= Written task =
List each different naira amount that appears in the bond rating announcement below, giving each one only once.

= Document section =

:::

Lagos Nigeria, 12 February 2019 — Global Credit Ratings (“GCR”) has accorded final public ratings of ‘AA+(NG)’ and ‘A(NG)’ to Mixta Real Estate Plc’s N2.961bn Series 2 Tranche A Guaranteed Bonds and N2.32bn Series 2 Tranche B Secured Bonds respectively, with the Outlook accorded as Stable. The final bond ratings expire in August 2019.
GCR has accorded the above credit ratings to Mixta Real Estate Plc’s (the “Issuer”) Series 2 Tranche A and Tranche B Bonds based on the following key criteria:
The Issuer is a leading domestic real estate development company, with operations spanning the residential, commercial and retail property segments. The Issuer’s significant real property (valued at N100bn at FY17), strong shareholder support and technical alliances with major industry players are key competitive advantages. GCR affirmed the Issuer’s long-term rating at ‘BBB(NG)’ with a Stable Outlook in June 2018.
The Issuer registered a N30bn Medium Term Note Programme with Securities and Exchange Commission in December 2016. In January 2017, about N4.5bn was raised from the capital market under its Series 1 Bond Issue. Mixta Nigeria raised additional N2.961bn and N2.32bn under Series 2 Tranche A Guaranteed Bonds and Series 2 Tranche B Secured Bonds Issue respectively in September 2018, at a fixed annual interest rate of 16.5% and 17.75% each. The Series 2 Tranche A and B have a five-year tenor each, with the legal maturity date being 12 October 2023. Principal repayment will commence in April 2021, following expiration of the two-year moratorium. The Series 2 Bonds constitute direct, senior, unconditional and unsubordinated obligations of the Issuer.

:::

= Recorded data =
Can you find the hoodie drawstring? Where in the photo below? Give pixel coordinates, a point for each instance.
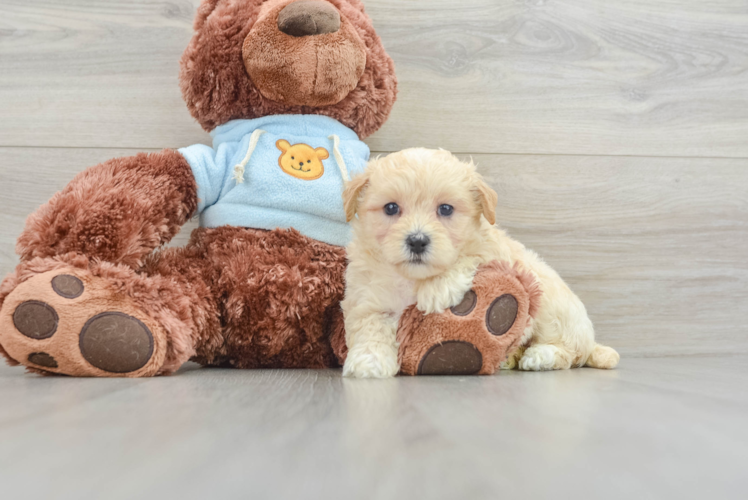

:::

= Output of the task =
- N2.961bn
- N2.32bn
- N100bn
- N30bn
- N4.5bn